Every line holding the word "below" should be copied from the material.

┄┄┄┄┄┄

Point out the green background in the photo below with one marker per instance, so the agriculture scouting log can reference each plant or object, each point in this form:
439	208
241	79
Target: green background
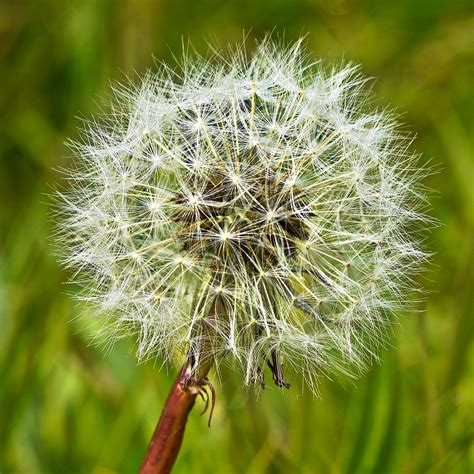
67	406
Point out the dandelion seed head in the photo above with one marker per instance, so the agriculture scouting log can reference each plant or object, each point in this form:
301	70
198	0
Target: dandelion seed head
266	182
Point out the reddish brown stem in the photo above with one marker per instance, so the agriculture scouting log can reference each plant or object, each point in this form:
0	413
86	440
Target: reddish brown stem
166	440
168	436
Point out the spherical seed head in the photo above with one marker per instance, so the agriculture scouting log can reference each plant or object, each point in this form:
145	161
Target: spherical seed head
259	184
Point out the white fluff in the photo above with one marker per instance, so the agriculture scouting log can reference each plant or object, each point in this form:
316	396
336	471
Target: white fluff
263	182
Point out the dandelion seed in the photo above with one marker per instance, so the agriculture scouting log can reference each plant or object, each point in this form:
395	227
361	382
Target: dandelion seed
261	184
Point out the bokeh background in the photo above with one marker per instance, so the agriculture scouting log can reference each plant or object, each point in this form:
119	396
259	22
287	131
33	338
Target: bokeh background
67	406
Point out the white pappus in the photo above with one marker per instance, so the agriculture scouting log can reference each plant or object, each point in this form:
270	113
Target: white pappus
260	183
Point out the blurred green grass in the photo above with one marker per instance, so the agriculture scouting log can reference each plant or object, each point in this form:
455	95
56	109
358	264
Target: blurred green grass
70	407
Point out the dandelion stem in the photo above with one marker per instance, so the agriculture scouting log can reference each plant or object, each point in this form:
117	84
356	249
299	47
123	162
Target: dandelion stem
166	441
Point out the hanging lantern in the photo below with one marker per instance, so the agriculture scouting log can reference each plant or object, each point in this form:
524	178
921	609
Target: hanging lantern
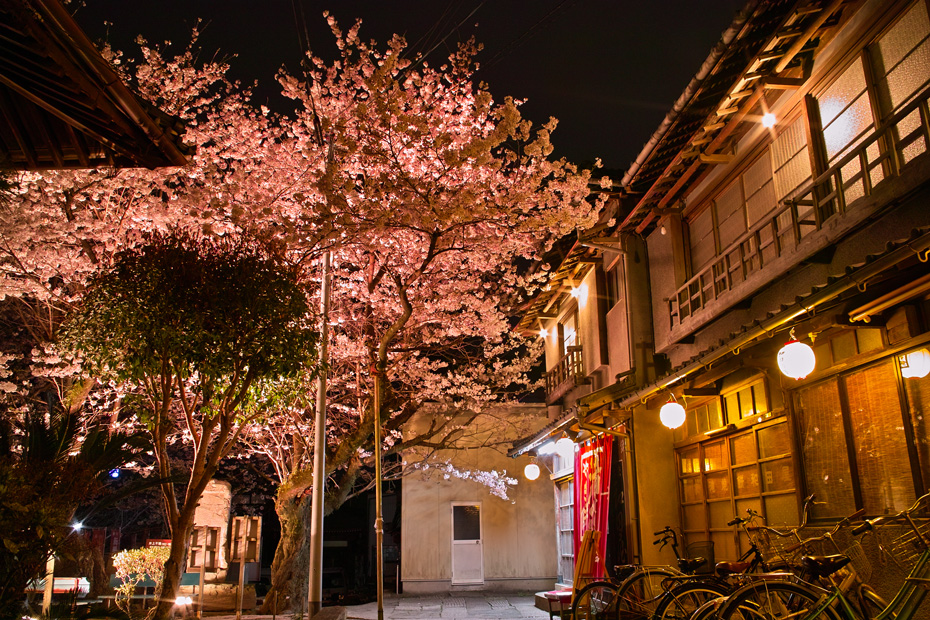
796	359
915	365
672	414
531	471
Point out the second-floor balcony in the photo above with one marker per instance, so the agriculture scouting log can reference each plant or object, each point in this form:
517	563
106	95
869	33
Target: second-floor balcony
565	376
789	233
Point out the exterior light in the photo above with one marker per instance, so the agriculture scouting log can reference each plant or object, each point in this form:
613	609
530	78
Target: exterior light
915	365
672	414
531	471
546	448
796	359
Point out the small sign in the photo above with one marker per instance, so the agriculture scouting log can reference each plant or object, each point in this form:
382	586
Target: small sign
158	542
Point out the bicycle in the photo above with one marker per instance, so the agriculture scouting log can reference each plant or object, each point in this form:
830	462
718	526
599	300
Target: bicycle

┄┄┄┄┄┄

◆ WRITTEN ANSWER
Point out the green background in the photo below with one marker per instance, so the agriculture scouting log can reference each plant or object, each point in this form:
Point out the hanging lantern in the photo below with one marker per instance, so the agriculture scouting log can reference each plant or object, each point in this form:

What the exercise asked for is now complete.